Request 1:
Translate this sentence from the text on pronouns below into Spanish: "There is not a 1:1 correlation between the body's sex and the mind's sex; usually they match up, but sometimes they don't."
Request 2:
Using the text on pronouns below, answer each question briefly.
(a) For one side, what three things make the issue a matter of concern?
(b) What does the first writer say they will happily call people, within reason?
(c) According to the reply, does anyone choose gender dysphoria willingly?

Extract to read:
In the current climate, it’s a charged issue, because for one side it’s a matter of respect, dignity, and honoring a persons agency, and for the other it’s about coercive speech and toeing closer to coercive thought. And then there’s the the third side that can perhaps see that both sides have valid points, except that none of it matters in the long run.
If words are so empty that they can be bent to call a woman a man, a man a woman, blue as red, 50 as 1,000, depending on a person’s internal emotional state, then whatever we choose to say is as valid as anything else. And if one person refuses to comply with social niceties, it doesn’t necessarily indicate anything other than, at worst, said person is a dick. So I think right now, it’s a social crusade for both parties, and not everyone wants to get sucked into feeling passionate about everyone else's fights. And that doesn’t mean you’re choosing sides. But somehow, less than 100% virtue signaling in either direction means you’re implicitly supporting “them”. But, my approach is, when dealing with people, I’m not going to be a dick, and I’ll happily call them a preferred pronoun, within reason, even though it’s really not that important to me. But I’m also not going to go out of my way to try to fix everyone who is a dick either, even when it is something important to me. |
Based on this statement, I don't quite think you understand what being transgender actually is. It's not people asking to be called the opposite gender, it's people asking to be called the gender that they actually are, and have been their entire lives, but who had the vast misfortune of being born into the wrong body. There is not a 1:1 correlation between the body's sex and the mind's sex; usually they match up, but sometimes they don't. Gender dysphoria has severely negative outcomes for mental health and well-being, and no one chooses it willingly.

Records provided:
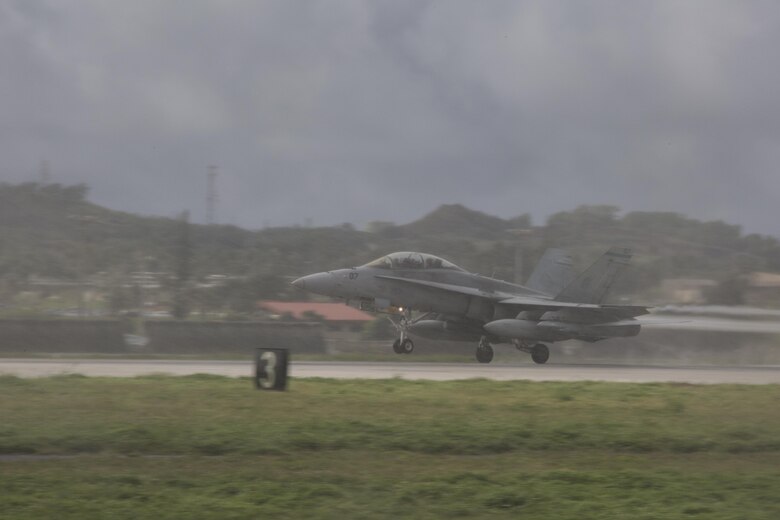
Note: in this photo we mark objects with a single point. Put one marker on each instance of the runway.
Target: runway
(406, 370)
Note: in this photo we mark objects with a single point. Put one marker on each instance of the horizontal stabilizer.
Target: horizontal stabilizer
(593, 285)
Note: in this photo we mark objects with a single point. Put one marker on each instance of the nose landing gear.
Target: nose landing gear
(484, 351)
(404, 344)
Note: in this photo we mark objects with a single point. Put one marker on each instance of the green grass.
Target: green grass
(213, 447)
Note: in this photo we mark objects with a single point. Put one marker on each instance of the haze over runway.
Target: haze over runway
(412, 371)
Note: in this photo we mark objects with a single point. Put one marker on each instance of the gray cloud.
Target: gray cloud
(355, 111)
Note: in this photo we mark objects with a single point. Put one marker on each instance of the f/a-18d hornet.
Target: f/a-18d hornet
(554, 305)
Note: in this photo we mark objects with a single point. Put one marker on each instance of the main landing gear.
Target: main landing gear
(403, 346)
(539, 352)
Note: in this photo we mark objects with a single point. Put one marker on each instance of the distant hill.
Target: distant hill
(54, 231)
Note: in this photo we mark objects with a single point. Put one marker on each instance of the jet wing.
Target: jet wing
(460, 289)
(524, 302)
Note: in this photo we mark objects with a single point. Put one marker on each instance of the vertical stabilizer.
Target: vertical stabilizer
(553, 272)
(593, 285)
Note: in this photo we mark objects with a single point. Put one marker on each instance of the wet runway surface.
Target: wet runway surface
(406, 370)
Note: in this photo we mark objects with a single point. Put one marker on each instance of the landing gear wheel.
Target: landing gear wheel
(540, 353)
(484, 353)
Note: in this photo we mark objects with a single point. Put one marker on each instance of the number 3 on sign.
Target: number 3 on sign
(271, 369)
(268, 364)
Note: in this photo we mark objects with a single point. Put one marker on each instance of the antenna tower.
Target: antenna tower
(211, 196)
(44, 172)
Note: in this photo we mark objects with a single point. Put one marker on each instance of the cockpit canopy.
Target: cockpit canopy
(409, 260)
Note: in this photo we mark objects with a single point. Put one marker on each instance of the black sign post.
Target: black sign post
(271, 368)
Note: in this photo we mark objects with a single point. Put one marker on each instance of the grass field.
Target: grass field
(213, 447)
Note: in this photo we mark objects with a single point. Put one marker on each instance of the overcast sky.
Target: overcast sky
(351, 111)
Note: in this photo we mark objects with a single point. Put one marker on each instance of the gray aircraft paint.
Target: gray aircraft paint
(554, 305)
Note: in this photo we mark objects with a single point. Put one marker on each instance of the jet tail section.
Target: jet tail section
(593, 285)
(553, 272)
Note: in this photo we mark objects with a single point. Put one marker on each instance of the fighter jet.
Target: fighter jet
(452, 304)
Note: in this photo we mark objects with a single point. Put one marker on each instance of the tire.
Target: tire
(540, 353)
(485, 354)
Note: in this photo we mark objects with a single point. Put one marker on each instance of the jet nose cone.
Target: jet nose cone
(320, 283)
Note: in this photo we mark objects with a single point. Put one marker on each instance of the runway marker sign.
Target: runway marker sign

--

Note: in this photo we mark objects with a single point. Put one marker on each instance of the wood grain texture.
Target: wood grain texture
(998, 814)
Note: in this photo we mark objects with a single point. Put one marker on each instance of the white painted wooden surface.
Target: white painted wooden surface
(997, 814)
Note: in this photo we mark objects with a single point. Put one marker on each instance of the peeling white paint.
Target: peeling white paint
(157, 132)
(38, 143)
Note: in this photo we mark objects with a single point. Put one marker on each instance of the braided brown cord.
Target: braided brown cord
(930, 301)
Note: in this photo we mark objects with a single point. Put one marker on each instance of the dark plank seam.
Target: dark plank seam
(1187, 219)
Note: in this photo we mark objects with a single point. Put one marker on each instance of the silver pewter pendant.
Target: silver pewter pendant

Reply 1:
No existe una correlación de 1:1 entre el sexo del cuerpo y el sexo de la mente; por lo general coinciden, pero a veces no.

Reply 2:
(a) Respect, dignity, and honoring a person's agency.
(b) A preferred pronoun.
(c) No. No one chooses it willingly.